- 選択抜粋:
________________________

Vol.40 No.Supplement

一般口演
消化器:消化器・その他

(S547)

腸閉塞を伴ったS状結腸子宮内膜症の1例

A case of endometriosis of the sigmoid colon associated with ileus

小島 祐毅, 説田 政樹, 佐藤 幸恵, 前岡 悦子, 岡田 好美, 山田 雄一郎, 清水 由貴, 有吉 彩, 山岸 宏江, 湯浅 典博

Yuki KOJIMA, Masaki SETTA, Yukie SATO, Etsuko MAEOKA, Yoshimi OKADA, Yuichiro YAMADA, Yuki SHIMIZU, Aya ARIYOSHI, Hiroe YAMAGISHI, Norihiro YUASA

名古屋第一赤十字病院検査部

Department of Clinical Laboratory, Japanese Red Cross Nagoya Daiichi Hospital

キーワード :

【はじめに】
子宮内膜症は子宮内膜組織が異所性に増殖する非腫瘍性疾患で,内性/外性に分類される.腸管子宮内膜症は外性子宮内膜症の約10%を占める比較的稀な疾患である.今回我々は,腸管子宮内膜症により腸閉塞を発症し鑑別診断に難渋した1例を経験したので報告する.

________________________

- 作業依頼: 上の抜粋を「A case of endometriosis」を含む語句から書き始め、「1例を経験したので報告する.」まで一字一句変えずに書き写してください。

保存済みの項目
________________________

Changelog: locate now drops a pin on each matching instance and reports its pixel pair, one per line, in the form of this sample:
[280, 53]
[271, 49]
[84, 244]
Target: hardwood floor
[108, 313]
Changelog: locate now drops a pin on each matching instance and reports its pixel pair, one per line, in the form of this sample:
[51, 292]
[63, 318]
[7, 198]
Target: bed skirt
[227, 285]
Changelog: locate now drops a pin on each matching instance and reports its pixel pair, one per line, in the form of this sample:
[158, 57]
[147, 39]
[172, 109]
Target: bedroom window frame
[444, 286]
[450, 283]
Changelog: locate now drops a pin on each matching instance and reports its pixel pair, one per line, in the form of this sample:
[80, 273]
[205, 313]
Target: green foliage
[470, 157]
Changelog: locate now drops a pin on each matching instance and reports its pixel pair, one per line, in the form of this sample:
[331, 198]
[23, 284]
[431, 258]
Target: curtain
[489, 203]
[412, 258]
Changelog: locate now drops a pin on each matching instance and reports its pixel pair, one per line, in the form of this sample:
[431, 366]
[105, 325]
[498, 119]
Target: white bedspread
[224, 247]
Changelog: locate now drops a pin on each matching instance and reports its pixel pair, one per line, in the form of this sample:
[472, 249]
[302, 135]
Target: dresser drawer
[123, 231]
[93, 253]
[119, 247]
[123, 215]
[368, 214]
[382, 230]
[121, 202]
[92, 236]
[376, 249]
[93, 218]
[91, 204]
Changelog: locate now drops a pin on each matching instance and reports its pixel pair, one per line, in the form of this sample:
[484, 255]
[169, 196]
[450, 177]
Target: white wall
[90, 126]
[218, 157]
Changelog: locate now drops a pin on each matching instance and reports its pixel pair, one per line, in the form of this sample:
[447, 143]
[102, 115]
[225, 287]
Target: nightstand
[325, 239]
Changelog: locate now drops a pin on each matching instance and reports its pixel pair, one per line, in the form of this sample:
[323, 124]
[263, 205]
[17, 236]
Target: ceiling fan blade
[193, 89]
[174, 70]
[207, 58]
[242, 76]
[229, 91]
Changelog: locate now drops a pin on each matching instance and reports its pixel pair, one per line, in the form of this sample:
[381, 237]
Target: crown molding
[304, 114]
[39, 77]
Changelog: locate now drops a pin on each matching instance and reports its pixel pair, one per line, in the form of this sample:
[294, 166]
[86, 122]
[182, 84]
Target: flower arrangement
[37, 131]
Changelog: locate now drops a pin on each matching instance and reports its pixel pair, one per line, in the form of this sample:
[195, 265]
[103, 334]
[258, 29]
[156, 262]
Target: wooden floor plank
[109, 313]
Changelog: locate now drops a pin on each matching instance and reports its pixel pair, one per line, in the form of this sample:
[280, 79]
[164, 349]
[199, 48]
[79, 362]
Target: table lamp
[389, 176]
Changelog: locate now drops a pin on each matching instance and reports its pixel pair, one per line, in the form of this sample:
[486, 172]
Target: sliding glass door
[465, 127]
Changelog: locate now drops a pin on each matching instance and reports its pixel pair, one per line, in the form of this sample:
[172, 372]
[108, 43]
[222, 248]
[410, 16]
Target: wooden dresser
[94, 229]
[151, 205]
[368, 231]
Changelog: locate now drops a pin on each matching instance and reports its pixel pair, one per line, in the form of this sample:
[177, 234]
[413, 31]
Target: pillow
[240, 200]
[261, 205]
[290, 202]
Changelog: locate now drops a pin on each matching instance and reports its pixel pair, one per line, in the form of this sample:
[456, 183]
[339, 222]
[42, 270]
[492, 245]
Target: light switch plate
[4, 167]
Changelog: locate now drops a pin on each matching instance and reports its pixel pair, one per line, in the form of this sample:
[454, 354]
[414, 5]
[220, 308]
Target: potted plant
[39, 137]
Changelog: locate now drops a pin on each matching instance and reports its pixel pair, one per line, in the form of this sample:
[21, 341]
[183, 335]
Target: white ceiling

________________________

- 課題の解答:
A case of endometriosis of the sigmoid colon associated with ileus

小島 祐毅, 説田 政樹, 佐藤 幸恵, 前岡 悦子, 岡田 好美, 山田 雄一郎, 清水 由貴, 有吉 彩, 山岸 宏江, 湯浅 典博

Yuki KOJIMA, Masaki SETTA, Yukie SATO, Etsuko MAEOKA, Yoshimi OKADA, Yuichiro YAMADA, Yuki SHIMIZU, Aya ARIYOSHI, Hiroe YAMAGISHI, Norihiro YUASA

名古屋第一赤十字病院検査部

Department of Clinical Laboratory, Japanese Red Cross Nagoya Daiichi Hospital

キーワード :

【はじめに】
子宮内膜症は子宮内膜組織が異所性に増殖する非腫瘍性疾患で,内性/外性に分類される.腸管子宮内膜症は外性子宮内膜症の約10%を占める比較的稀な疾患である.今回我々は,腸管子宮内膜症により腸閉塞を発症し鑑別診断に難渋した1例を経験したので報告する.